Page extract:
+++

But consider that it was nearly three years ago when Colsaerts went to a hospital in Dubai with swollen ankles and discovered he had blood clots and fluid in his lungs from a rare kidney disease called primary membranous nephropathy.
He once told of looking out the hospital window thinking, “Is this where I’m going to die?”
Colsaerts recovered. His game did not.
He made two cuts in 2022. The European tour gave him a full medical exemption in 2023 and he had one top 10. He was leaning on sponsor exemptions this year and it paid off with his runner-up finish that will secure a card for 2025.
“This has been my life for over 20 years now,” Colsaerts said. “I don’t know, it looks like we’re going to go back on the merry-go-round.”
Most happily, for sure.
Ding’s Decision
Wenyi Ding could join a list of golfers who turned down amateur exemptions into majors to turn pro.
Ding, who played the U.S. Open last year as the U.S. Junior Amateur champion, earned exemptions into the Masters and British Open with his one-shot victory at Taiheiyo Club Gotemba.
One problem: His plan was to turn pro after the Asia-Pacific and take a European tour card through the “Global Amateur Pathway.”
“I think more likely I should take the card,” Ding said.
Fred Biondi, who won the NCAA title at Florida, chose to turn pro and gave up his spot in the Masters this year. Biondi missed six of his last eight cuts on the Korn Ferry Tour this season and is currently No. 607 in the world.

+++

What is needed: According to the golf news excerpt, what rare kidney disease did Colsaerts learn he had at a hospital in Dubai?

Stored data

+++

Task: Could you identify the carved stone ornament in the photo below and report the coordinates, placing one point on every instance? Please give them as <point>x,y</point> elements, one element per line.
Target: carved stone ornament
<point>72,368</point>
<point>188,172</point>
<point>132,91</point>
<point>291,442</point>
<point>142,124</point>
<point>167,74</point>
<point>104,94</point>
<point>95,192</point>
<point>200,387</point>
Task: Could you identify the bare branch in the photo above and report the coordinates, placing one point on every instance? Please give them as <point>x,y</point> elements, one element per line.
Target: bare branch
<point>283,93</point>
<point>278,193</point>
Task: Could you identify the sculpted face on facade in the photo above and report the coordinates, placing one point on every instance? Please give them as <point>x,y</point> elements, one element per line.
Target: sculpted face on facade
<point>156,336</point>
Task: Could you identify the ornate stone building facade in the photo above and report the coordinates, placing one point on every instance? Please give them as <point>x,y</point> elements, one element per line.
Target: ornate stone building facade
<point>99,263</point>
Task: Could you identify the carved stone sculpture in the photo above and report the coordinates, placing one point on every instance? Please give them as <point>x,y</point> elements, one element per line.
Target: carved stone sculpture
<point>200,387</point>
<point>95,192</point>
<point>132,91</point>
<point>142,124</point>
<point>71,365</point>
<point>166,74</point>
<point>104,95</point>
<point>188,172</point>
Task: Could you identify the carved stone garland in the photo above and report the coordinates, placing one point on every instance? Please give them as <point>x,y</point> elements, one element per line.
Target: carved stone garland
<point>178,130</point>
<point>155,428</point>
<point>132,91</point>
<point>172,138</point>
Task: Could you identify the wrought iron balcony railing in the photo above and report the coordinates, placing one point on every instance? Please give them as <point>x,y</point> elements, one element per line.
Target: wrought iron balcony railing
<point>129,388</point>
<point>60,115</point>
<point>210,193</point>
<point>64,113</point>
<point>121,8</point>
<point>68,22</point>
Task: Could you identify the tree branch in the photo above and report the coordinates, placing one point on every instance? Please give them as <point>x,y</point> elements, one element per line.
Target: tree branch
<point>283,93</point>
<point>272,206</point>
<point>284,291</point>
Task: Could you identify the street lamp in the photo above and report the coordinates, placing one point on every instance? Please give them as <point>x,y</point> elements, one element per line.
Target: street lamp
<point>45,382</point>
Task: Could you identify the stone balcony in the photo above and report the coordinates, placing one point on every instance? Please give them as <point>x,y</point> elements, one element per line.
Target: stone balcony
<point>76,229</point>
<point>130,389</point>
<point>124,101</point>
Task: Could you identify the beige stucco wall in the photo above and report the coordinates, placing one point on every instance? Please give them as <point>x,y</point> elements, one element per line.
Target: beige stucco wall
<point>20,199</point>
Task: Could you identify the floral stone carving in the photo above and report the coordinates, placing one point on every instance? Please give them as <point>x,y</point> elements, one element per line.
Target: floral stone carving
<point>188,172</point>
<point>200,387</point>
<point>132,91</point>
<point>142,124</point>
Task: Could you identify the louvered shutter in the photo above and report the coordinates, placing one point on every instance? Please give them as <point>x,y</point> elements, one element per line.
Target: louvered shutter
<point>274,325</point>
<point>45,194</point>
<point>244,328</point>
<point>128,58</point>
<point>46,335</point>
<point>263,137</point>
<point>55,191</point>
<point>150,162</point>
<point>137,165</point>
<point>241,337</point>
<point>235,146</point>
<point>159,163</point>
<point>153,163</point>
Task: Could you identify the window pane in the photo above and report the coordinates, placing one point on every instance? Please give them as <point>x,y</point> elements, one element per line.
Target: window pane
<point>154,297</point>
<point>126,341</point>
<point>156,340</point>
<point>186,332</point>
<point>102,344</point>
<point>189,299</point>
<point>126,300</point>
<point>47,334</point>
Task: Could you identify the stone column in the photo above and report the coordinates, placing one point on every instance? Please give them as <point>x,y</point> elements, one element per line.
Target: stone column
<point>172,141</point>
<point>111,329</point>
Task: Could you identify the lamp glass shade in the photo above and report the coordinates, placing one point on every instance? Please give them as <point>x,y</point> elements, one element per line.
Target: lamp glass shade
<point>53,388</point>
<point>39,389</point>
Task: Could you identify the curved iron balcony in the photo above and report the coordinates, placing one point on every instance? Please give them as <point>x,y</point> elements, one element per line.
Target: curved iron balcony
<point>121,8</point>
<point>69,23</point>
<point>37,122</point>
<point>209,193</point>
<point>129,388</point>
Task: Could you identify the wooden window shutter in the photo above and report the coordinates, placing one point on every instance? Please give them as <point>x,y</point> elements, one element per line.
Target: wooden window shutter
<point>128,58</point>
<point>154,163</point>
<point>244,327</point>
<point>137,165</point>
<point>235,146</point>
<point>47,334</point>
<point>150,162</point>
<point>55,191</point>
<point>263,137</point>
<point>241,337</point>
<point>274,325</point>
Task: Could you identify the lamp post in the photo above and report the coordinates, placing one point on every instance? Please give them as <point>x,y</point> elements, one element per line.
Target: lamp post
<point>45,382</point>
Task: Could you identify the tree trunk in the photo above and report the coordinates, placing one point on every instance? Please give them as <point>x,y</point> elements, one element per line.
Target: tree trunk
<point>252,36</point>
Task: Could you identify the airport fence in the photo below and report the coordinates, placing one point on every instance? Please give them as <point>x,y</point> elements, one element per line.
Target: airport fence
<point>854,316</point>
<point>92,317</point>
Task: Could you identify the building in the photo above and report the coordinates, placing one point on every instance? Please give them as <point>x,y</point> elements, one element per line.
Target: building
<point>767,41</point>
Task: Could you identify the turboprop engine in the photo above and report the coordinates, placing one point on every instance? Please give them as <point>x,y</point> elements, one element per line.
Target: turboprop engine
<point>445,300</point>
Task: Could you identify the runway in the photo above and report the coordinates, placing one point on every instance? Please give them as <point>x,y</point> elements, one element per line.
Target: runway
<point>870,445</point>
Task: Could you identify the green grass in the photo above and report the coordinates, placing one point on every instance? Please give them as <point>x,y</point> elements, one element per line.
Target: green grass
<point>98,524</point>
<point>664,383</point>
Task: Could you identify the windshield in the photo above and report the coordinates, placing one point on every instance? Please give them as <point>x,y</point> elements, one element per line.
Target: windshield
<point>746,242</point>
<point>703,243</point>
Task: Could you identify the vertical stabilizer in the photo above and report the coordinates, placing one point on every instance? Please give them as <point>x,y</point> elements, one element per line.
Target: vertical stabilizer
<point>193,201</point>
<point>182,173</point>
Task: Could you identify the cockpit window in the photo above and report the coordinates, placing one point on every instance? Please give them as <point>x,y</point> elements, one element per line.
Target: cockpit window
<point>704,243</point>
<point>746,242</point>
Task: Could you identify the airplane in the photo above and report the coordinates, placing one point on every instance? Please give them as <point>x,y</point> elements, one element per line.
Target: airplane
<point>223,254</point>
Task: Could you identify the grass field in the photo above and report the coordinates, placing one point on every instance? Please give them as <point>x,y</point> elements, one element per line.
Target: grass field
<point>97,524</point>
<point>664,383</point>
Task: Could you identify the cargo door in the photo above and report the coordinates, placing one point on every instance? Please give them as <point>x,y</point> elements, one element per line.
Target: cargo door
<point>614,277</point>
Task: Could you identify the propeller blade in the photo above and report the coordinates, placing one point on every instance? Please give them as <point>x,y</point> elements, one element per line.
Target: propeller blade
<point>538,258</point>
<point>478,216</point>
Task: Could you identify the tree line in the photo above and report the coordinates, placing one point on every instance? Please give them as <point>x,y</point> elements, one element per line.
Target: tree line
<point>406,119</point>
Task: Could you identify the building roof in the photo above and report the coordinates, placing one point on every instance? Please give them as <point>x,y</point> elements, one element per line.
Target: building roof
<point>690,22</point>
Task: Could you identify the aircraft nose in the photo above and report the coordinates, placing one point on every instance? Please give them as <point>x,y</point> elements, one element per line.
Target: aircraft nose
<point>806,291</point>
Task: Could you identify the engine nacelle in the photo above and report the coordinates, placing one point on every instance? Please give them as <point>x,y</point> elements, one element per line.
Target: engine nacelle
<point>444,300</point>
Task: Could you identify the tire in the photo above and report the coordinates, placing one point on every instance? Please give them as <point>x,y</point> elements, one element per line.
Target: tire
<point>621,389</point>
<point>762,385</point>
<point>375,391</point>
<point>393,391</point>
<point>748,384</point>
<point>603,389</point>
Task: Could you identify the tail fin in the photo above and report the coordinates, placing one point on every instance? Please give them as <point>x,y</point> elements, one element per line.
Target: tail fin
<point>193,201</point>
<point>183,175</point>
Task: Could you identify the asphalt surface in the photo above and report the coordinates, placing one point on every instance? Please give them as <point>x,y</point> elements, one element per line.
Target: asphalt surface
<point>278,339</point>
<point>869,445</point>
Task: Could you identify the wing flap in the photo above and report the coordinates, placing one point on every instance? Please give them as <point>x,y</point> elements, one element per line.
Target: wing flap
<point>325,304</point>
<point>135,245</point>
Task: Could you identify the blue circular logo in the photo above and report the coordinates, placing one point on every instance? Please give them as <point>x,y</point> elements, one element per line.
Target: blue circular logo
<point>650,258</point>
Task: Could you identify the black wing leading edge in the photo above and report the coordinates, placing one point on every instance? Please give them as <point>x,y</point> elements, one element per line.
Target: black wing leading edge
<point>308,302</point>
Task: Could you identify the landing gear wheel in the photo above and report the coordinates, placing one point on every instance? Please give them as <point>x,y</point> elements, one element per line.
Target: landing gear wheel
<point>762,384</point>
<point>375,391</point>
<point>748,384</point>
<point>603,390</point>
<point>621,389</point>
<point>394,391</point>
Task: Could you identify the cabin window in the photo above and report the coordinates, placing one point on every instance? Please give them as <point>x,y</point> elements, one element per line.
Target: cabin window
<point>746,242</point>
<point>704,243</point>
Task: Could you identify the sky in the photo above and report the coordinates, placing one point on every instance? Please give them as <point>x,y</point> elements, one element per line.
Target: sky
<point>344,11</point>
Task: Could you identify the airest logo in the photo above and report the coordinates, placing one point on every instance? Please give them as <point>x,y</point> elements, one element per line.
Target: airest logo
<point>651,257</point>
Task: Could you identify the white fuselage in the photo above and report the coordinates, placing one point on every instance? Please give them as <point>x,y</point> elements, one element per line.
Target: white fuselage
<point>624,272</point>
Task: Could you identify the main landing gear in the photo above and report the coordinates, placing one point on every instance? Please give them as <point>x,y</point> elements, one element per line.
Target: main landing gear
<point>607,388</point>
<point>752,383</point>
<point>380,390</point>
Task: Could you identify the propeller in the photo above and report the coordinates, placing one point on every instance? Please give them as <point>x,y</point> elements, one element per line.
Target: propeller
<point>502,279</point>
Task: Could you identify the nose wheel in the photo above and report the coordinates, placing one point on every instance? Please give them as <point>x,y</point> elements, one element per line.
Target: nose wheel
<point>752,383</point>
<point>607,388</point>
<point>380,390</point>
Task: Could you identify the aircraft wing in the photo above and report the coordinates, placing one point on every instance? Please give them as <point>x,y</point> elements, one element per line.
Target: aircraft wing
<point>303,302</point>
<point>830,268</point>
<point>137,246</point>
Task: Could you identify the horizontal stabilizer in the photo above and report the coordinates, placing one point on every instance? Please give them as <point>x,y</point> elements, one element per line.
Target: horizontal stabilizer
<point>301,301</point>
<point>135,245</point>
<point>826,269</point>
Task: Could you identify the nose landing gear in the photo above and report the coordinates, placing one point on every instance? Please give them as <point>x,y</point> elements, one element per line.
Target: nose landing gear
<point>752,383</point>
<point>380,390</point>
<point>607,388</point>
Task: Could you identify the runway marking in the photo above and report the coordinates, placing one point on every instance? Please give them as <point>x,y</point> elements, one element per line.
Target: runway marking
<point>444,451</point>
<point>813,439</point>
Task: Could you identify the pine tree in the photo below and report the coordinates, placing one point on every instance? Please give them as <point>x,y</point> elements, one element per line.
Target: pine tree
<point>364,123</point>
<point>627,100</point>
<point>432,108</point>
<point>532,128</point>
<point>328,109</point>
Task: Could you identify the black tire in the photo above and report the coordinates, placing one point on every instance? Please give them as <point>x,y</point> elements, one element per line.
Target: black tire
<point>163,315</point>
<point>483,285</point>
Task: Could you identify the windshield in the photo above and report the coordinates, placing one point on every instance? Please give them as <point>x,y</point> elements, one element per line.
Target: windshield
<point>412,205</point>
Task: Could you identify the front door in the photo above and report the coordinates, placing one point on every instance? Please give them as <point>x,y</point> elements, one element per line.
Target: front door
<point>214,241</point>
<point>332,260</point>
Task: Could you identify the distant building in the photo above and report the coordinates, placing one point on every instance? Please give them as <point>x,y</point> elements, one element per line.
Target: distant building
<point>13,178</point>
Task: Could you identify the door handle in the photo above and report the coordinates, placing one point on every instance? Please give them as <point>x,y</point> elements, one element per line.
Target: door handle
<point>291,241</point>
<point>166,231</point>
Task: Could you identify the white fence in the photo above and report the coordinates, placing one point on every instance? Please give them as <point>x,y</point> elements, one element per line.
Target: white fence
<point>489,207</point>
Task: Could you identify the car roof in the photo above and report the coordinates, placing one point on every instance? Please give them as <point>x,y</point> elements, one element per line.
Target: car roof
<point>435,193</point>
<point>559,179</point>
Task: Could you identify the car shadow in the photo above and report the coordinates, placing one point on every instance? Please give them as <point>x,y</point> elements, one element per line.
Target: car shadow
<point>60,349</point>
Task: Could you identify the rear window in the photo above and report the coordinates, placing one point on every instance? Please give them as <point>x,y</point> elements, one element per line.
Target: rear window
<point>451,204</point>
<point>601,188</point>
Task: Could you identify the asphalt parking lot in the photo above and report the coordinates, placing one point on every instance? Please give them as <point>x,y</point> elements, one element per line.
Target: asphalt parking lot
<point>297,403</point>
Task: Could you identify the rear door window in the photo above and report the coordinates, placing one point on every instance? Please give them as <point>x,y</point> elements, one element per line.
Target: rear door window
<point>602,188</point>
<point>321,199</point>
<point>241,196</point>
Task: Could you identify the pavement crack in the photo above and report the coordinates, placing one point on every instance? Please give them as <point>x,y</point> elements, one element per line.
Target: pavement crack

+++

Exercise output: Primary membranous nephropathy.